• Attività da svolgere
(a) Secondo l'estratto sul commercio al dettaglio, quante imprese del settore contava la provincia di Pisa nel 2015?
(b) Traduci in inglese questa frase dell'estratto sul commercio al dettaglio: "Nel 2016 si contavano 56.044 ditte alla voce commercio al dettaglio, a fine giugno scorso erano quasi 10mila in meno (9.890)."
(c) Elenca tutte le percentuali scritte con il simbolo % nell'estratto sul commercio al dettaglio.

• Estratto del documento
--------
Drammatico, vero? Abbastanza. Ma, se alziamo lo sguardo al di fuori dei confini provinciali, le cose non vanno poi tanto diversamente. Per dirne una: in provincia di Pisa nell’arco di un decennio – cioè a partire dal 2015 anziché dall’anno successivo – il numero delle realtà imprenditoriali del commercio al dettaglio è sceso giù da 6.875 a 5.279, quasi 1.600 in meno. Come dire: l’arcipelago dei “negozi” si è ridotto quasi di un quarto (meno 23,2%), e negli ultimi quattro anni di 12 punti percentuali. Peggio di Livorno: e non è affatto mal comune mezzo gaudio, è il segno della crisi di un mondo prima ancora che di un territorio.

La riprova? Ce lo dice quel che è accaduto su scala regionale in questi ultimi 9-10 anni. Nel 2016 si contavano 56.044 ditte alla voce commercio al dettaglio, a fine giugno scorso erano quasi 10mila in meno (9.890). Cioè: dal 2016 è sparito il 17,6% delle aziende di questo spicchio dell’economia (peggio che a Livorno), negli ultimi quattro anni è scomparso il 10,5% delle ditte (pressoché esattamente come a Livorno).
--------
• Dati mostrati
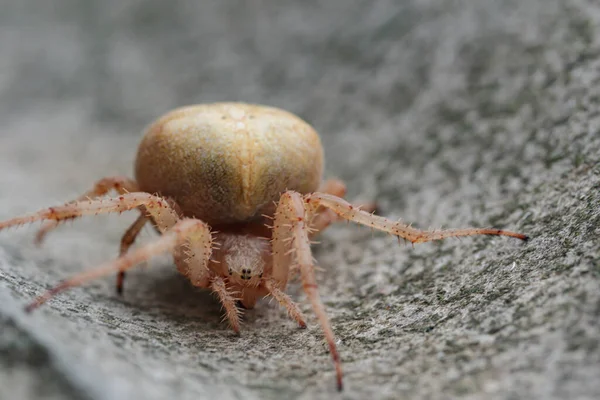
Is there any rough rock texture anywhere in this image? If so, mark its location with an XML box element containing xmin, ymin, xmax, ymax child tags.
<box><xmin>0</xmin><ymin>0</ymin><xmax>600</xmax><ymax>399</ymax></box>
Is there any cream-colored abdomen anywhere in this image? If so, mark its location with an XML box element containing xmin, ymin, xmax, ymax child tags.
<box><xmin>135</xmin><ymin>103</ymin><xmax>323</xmax><ymax>225</ymax></box>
--------
• Risultati per attività
(a) 6.875

(b) In 2016 there were 56,044 businesses listed under retail trade; at the end of last June there were almost 10,000 fewer (9,890).

(c) 23,2%, 17,6%, 10,5%